Object detection data:
####################
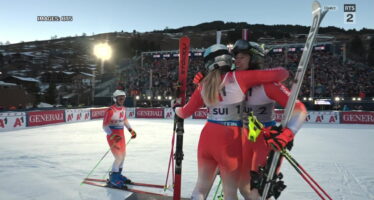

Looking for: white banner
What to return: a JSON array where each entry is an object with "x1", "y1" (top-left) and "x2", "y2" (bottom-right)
[
  {"x1": 0, "y1": 112, "x2": 26, "y2": 131},
  {"x1": 65, "y1": 109, "x2": 91, "y2": 122}
]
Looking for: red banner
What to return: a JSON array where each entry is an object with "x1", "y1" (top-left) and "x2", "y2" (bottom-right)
[
  {"x1": 91, "y1": 108, "x2": 108, "y2": 119},
  {"x1": 135, "y1": 108, "x2": 164, "y2": 119},
  {"x1": 274, "y1": 110, "x2": 284, "y2": 122},
  {"x1": 192, "y1": 108, "x2": 208, "y2": 119},
  {"x1": 340, "y1": 112, "x2": 374, "y2": 124},
  {"x1": 27, "y1": 110, "x2": 65, "y2": 126}
]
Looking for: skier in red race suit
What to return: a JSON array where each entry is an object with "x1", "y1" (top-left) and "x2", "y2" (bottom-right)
[
  {"x1": 103, "y1": 90, "x2": 136, "y2": 188},
  {"x1": 175, "y1": 44, "x2": 288, "y2": 200},
  {"x1": 232, "y1": 40, "x2": 307, "y2": 200}
]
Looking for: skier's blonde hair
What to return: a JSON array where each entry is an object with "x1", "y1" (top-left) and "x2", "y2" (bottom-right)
[{"x1": 201, "y1": 69, "x2": 221, "y2": 106}]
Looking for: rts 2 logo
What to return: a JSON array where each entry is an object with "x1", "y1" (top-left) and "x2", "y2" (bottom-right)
[{"x1": 344, "y1": 4, "x2": 356, "y2": 24}]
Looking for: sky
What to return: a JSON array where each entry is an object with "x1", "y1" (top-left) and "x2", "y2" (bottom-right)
[{"x1": 0, "y1": 0, "x2": 374, "y2": 43}]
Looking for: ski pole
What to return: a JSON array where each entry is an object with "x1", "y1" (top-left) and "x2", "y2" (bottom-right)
[
  {"x1": 81, "y1": 145, "x2": 114, "y2": 185},
  {"x1": 204, "y1": 167, "x2": 221, "y2": 200},
  {"x1": 213, "y1": 179, "x2": 222, "y2": 200},
  {"x1": 164, "y1": 123, "x2": 176, "y2": 192},
  {"x1": 281, "y1": 149, "x2": 332, "y2": 200}
]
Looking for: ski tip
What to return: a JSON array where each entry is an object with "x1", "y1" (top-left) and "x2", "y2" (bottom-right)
[{"x1": 312, "y1": 1, "x2": 321, "y2": 12}]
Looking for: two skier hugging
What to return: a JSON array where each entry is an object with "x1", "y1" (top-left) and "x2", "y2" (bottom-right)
[{"x1": 175, "y1": 40, "x2": 307, "y2": 200}]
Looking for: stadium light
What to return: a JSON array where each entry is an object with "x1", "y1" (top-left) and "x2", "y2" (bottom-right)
[
  {"x1": 94, "y1": 43, "x2": 112, "y2": 60},
  {"x1": 94, "y1": 43, "x2": 112, "y2": 74}
]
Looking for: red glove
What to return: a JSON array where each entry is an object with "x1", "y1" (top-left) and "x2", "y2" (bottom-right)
[
  {"x1": 262, "y1": 126, "x2": 295, "y2": 151},
  {"x1": 170, "y1": 98, "x2": 182, "y2": 112},
  {"x1": 110, "y1": 134, "x2": 122, "y2": 143},
  {"x1": 129, "y1": 128, "x2": 136, "y2": 139},
  {"x1": 192, "y1": 72, "x2": 204, "y2": 85}
]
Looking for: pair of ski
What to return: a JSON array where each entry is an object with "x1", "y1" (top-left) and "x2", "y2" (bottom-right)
[
  {"x1": 83, "y1": 178, "x2": 168, "y2": 197},
  {"x1": 206, "y1": 1, "x2": 331, "y2": 200},
  {"x1": 261, "y1": 1, "x2": 331, "y2": 200}
]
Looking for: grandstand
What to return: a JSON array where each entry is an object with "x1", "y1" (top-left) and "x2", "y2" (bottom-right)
[{"x1": 121, "y1": 41, "x2": 374, "y2": 110}]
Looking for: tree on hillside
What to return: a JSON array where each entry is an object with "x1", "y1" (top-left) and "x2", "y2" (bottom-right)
[{"x1": 45, "y1": 82, "x2": 57, "y2": 105}]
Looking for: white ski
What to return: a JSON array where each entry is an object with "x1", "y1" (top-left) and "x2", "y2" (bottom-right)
[{"x1": 261, "y1": 1, "x2": 328, "y2": 200}]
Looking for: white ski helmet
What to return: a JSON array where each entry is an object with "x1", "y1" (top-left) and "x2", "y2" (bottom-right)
[
  {"x1": 113, "y1": 90, "x2": 126, "y2": 102},
  {"x1": 204, "y1": 44, "x2": 232, "y2": 71}
]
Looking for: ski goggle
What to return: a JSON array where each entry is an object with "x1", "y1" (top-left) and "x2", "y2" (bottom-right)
####################
» WRITTEN TASK: Rewrite the stretch from the line containing "Looking for: tree on hillside" through the last of the lines above, keeping the requests, and increase every coordinate in the answers by 44.

» RESPONSE BELOW:
Looking for: tree on hillside
What to return: a JSON array where each entry is an object with "x1", "y1" (top-left) and "x2", "y2" (bottom-right)
[{"x1": 89, "y1": 126, "x2": 101, "y2": 149}]
Looking for: white ski
What to return: a JSON array where each entry is an object with "x1", "y1" (top-left) and "x2", "y2" (bottom-right)
[{"x1": 305, "y1": 45, "x2": 372, "y2": 244}]
Looking for: white ski helmet
What to return: a JSON array where each entry is an object with "x1", "y1" (top-left) and "x2", "y2" (bottom-right)
[
  {"x1": 157, "y1": 134, "x2": 170, "y2": 146},
  {"x1": 248, "y1": 88, "x2": 276, "y2": 115}
]
Looking for: ski goggle
What to return: a JSON array where each entry is an object with "x1", "y1" (top-left) and "x2", "y2" (bottom-right)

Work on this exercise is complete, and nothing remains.